== Data to process ==
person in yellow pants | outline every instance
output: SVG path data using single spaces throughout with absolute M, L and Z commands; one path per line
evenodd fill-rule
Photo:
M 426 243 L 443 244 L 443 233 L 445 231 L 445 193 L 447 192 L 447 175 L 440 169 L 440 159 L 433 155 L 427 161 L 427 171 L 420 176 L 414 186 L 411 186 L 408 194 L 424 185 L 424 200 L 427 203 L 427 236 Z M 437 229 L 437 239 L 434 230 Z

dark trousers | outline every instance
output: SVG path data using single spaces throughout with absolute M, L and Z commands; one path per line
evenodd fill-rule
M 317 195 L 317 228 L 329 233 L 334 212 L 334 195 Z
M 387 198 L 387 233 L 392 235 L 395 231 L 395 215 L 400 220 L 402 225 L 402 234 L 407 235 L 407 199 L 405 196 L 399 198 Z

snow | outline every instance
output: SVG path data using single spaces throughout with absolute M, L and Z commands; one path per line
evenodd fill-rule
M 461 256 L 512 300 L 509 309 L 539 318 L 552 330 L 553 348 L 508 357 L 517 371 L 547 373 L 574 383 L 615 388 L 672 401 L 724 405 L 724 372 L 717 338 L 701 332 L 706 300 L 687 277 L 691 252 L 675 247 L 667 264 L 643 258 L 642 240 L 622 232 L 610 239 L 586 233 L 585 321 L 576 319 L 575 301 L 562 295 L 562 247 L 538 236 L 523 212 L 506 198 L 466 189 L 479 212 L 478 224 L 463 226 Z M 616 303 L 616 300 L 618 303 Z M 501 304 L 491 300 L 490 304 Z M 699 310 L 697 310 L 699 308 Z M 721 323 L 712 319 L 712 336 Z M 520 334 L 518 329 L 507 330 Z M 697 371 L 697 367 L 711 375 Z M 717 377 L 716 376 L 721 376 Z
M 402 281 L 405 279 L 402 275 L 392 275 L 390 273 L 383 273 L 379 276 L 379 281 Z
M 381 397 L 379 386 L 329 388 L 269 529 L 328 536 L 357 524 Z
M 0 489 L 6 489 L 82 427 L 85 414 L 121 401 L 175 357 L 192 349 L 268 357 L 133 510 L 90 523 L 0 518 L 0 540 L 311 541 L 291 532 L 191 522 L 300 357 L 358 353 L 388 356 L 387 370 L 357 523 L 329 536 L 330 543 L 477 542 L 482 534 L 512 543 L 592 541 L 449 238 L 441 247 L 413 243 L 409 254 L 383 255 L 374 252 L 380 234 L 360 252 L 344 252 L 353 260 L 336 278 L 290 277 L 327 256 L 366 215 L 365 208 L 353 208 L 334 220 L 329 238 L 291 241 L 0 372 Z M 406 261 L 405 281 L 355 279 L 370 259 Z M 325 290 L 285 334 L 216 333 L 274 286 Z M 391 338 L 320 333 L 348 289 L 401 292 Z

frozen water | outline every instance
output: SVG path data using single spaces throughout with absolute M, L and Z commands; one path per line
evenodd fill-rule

== What to do ==
Pick out each line above that contains the word "every", matching case, and copy those lines.

== Solution for this problem ==
person in yellow pants | outline every instance
dark trousers | outline every instance
snow | outline every instance
frozen water | outline every instance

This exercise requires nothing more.